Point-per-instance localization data

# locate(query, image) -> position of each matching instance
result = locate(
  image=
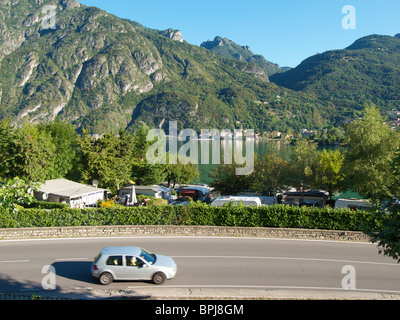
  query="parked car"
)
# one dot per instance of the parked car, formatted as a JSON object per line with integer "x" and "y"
{"x": 236, "y": 200}
{"x": 132, "y": 263}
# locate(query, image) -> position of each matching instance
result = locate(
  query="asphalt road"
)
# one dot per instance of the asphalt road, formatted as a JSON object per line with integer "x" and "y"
{"x": 227, "y": 266}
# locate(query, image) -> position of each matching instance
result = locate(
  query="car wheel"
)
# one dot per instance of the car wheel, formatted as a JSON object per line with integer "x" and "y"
{"x": 159, "y": 278}
{"x": 106, "y": 278}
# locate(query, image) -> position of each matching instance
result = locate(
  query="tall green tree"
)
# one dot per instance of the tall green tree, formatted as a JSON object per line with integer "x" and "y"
{"x": 180, "y": 173}
{"x": 270, "y": 173}
{"x": 27, "y": 153}
{"x": 65, "y": 140}
{"x": 372, "y": 147}
{"x": 329, "y": 171}
{"x": 106, "y": 160}
{"x": 303, "y": 165}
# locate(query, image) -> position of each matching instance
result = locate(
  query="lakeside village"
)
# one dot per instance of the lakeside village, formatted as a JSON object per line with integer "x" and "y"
{"x": 78, "y": 195}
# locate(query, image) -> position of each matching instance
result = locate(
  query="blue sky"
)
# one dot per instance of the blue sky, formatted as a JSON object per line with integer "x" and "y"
{"x": 283, "y": 31}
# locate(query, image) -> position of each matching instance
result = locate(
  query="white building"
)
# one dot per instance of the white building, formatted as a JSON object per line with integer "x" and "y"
{"x": 77, "y": 195}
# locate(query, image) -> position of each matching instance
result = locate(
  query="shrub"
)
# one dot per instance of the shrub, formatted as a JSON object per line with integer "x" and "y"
{"x": 278, "y": 216}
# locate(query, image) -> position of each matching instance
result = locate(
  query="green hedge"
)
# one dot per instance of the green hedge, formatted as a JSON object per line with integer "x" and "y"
{"x": 278, "y": 216}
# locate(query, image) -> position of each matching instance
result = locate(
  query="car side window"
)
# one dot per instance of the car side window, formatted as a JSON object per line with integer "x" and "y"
{"x": 114, "y": 261}
{"x": 132, "y": 261}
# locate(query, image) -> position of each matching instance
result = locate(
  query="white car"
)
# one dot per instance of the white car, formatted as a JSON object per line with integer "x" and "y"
{"x": 132, "y": 263}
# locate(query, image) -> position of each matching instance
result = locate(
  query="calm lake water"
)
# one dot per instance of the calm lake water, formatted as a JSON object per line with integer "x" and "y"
{"x": 213, "y": 153}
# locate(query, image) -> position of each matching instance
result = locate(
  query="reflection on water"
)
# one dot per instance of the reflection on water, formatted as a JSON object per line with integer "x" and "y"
{"x": 213, "y": 153}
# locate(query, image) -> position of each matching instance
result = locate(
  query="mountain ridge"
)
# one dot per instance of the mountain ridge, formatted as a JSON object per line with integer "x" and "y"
{"x": 104, "y": 73}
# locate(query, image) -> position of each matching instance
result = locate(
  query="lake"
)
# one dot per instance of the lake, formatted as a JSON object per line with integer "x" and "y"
{"x": 213, "y": 153}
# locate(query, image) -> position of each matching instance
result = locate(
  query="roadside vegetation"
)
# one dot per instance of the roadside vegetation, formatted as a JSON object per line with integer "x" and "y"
{"x": 368, "y": 164}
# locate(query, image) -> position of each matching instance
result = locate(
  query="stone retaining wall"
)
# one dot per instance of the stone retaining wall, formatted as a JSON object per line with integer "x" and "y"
{"x": 115, "y": 231}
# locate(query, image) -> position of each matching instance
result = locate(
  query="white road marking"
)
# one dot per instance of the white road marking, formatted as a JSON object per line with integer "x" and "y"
{"x": 190, "y": 237}
{"x": 71, "y": 259}
{"x": 287, "y": 258}
{"x": 260, "y": 287}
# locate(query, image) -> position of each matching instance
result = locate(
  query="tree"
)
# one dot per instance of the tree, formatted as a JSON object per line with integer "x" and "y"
{"x": 227, "y": 182}
{"x": 12, "y": 194}
{"x": 27, "y": 153}
{"x": 270, "y": 173}
{"x": 65, "y": 140}
{"x": 372, "y": 147}
{"x": 303, "y": 164}
{"x": 180, "y": 173}
{"x": 329, "y": 172}
{"x": 106, "y": 160}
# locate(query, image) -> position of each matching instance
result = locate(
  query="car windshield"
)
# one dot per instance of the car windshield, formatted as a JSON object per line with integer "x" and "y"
{"x": 149, "y": 257}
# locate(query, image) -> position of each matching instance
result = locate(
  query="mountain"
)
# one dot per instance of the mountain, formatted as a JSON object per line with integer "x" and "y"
{"x": 368, "y": 71}
{"x": 229, "y": 49}
{"x": 105, "y": 73}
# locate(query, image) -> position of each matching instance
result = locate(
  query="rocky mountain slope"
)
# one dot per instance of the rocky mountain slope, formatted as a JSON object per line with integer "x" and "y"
{"x": 368, "y": 71}
{"x": 229, "y": 49}
{"x": 104, "y": 73}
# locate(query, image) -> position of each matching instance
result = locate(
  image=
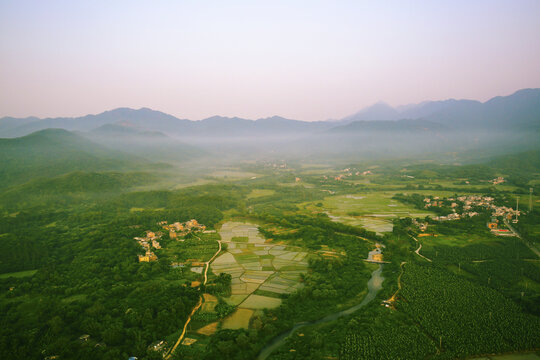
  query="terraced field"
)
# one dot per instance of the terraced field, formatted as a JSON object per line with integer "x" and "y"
{"x": 256, "y": 266}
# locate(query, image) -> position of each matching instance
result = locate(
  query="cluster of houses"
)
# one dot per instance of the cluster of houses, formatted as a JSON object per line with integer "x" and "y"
{"x": 468, "y": 203}
{"x": 149, "y": 242}
{"x": 181, "y": 229}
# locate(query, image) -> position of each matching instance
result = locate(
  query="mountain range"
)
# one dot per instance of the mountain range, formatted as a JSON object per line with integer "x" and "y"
{"x": 517, "y": 112}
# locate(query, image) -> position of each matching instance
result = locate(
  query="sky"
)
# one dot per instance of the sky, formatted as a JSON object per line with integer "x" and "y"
{"x": 305, "y": 60}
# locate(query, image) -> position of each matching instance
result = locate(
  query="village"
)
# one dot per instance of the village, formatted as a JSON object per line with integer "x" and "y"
{"x": 469, "y": 204}
{"x": 176, "y": 231}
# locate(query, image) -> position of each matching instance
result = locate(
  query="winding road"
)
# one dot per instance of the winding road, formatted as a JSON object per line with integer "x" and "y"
{"x": 530, "y": 246}
{"x": 179, "y": 341}
{"x": 417, "y": 251}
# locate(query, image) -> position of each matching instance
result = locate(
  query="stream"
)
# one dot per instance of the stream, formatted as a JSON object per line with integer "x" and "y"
{"x": 374, "y": 285}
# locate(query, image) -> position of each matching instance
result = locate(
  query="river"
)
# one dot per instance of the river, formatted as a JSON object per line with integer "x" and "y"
{"x": 374, "y": 286}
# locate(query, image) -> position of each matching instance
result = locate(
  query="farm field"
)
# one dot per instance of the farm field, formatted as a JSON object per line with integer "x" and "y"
{"x": 256, "y": 193}
{"x": 256, "y": 265}
{"x": 373, "y": 211}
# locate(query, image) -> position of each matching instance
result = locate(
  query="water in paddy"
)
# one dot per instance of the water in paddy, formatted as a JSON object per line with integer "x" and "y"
{"x": 374, "y": 286}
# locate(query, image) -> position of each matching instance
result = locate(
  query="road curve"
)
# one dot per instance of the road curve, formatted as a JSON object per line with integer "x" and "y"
{"x": 168, "y": 356}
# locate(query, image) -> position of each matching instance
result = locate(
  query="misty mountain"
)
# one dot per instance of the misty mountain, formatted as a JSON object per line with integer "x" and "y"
{"x": 519, "y": 111}
{"x": 406, "y": 125}
{"x": 125, "y": 130}
{"x": 54, "y": 152}
{"x": 379, "y": 111}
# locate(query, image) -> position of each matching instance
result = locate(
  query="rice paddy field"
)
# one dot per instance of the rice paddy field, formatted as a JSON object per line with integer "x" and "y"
{"x": 261, "y": 271}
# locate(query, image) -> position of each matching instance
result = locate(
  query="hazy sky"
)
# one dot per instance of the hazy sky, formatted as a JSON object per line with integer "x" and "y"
{"x": 306, "y": 60}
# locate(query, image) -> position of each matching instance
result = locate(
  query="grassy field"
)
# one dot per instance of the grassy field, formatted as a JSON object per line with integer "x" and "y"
{"x": 373, "y": 211}
{"x": 255, "y": 264}
{"x": 233, "y": 174}
{"x": 19, "y": 274}
{"x": 255, "y": 193}
{"x": 238, "y": 320}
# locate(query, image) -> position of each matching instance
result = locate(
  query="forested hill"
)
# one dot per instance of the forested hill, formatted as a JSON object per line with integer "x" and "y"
{"x": 53, "y": 152}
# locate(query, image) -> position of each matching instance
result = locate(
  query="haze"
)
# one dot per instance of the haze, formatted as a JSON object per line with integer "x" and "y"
{"x": 305, "y": 60}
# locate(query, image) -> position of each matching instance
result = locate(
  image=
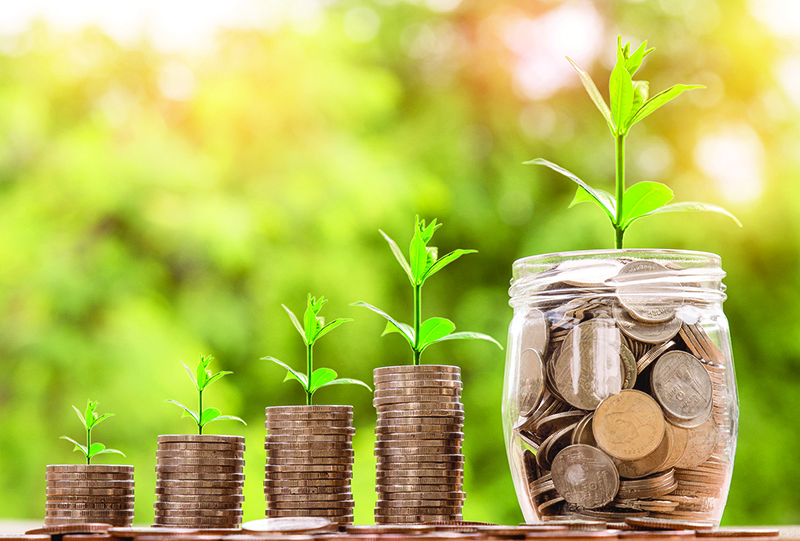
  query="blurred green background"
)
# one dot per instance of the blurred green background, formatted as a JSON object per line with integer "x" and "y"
{"x": 157, "y": 202}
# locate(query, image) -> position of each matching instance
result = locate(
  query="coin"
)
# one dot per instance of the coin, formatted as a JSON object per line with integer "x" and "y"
{"x": 700, "y": 445}
{"x": 288, "y": 525}
{"x": 418, "y": 369}
{"x": 628, "y": 425}
{"x": 682, "y": 387}
{"x": 585, "y": 476}
{"x": 586, "y": 374}
{"x": 169, "y": 474}
{"x": 531, "y": 381}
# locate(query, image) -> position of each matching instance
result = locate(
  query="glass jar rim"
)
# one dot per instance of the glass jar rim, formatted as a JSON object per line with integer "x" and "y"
{"x": 706, "y": 258}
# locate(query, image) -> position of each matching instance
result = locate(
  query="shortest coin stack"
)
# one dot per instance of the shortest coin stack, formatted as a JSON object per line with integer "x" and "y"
{"x": 309, "y": 462}
{"x": 199, "y": 480}
{"x": 89, "y": 493}
{"x": 419, "y": 436}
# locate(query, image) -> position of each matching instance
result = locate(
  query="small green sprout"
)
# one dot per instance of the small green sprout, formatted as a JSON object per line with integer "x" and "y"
{"x": 630, "y": 103}
{"x": 203, "y": 379}
{"x": 313, "y": 329}
{"x": 89, "y": 420}
{"x": 423, "y": 262}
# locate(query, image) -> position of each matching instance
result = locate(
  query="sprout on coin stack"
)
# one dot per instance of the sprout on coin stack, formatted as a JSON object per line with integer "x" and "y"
{"x": 420, "y": 415}
{"x": 199, "y": 477}
{"x": 310, "y": 448}
{"x": 620, "y": 399}
{"x": 90, "y": 492}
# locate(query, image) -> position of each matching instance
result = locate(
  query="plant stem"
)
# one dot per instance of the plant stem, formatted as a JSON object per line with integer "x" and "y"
{"x": 619, "y": 154}
{"x": 417, "y": 321}
{"x": 200, "y": 411}
{"x": 309, "y": 370}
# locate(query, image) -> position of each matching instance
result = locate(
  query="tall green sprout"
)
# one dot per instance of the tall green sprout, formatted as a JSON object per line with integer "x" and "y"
{"x": 423, "y": 262}
{"x": 629, "y": 104}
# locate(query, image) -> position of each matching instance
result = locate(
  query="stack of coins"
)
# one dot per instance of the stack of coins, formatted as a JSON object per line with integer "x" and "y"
{"x": 309, "y": 462}
{"x": 199, "y": 480}
{"x": 89, "y": 493}
{"x": 626, "y": 404}
{"x": 419, "y": 436}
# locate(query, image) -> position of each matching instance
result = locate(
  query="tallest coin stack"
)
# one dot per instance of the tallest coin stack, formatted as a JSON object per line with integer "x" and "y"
{"x": 419, "y": 433}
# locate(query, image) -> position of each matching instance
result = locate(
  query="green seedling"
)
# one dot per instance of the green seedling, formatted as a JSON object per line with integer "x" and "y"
{"x": 630, "y": 103}
{"x": 423, "y": 262}
{"x": 89, "y": 420}
{"x": 313, "y": 329}
{"x": 203, "y": 379}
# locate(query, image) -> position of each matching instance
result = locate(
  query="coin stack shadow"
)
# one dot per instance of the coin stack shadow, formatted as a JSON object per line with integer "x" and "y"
{"x": 199, "y": 480}
{"x": 419, "y": 434}
{"x": 80, "y": 493}
{"x": 309, "y": 462}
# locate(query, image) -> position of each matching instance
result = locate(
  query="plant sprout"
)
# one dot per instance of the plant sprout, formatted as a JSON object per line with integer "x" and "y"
{"x": 89, "y": 420}
{"x": 423, "y": 262}
{"x": 630, "y": 103}
{"x": 313, "y": 329}
{"x": 201, "y": 380}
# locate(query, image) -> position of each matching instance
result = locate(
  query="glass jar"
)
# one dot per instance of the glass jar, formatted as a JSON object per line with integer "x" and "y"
{"x": 619, "y": 396}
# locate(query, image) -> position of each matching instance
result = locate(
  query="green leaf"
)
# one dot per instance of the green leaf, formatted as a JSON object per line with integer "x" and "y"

◆ DIRECTIONS:
Copy each line of the records that contains the word "leaf".

◆ ANSWER SECTION:
  query="green leaf"
# one dot per instance of the green leaf, formatted as a JSON object per line with integer "x" and "y"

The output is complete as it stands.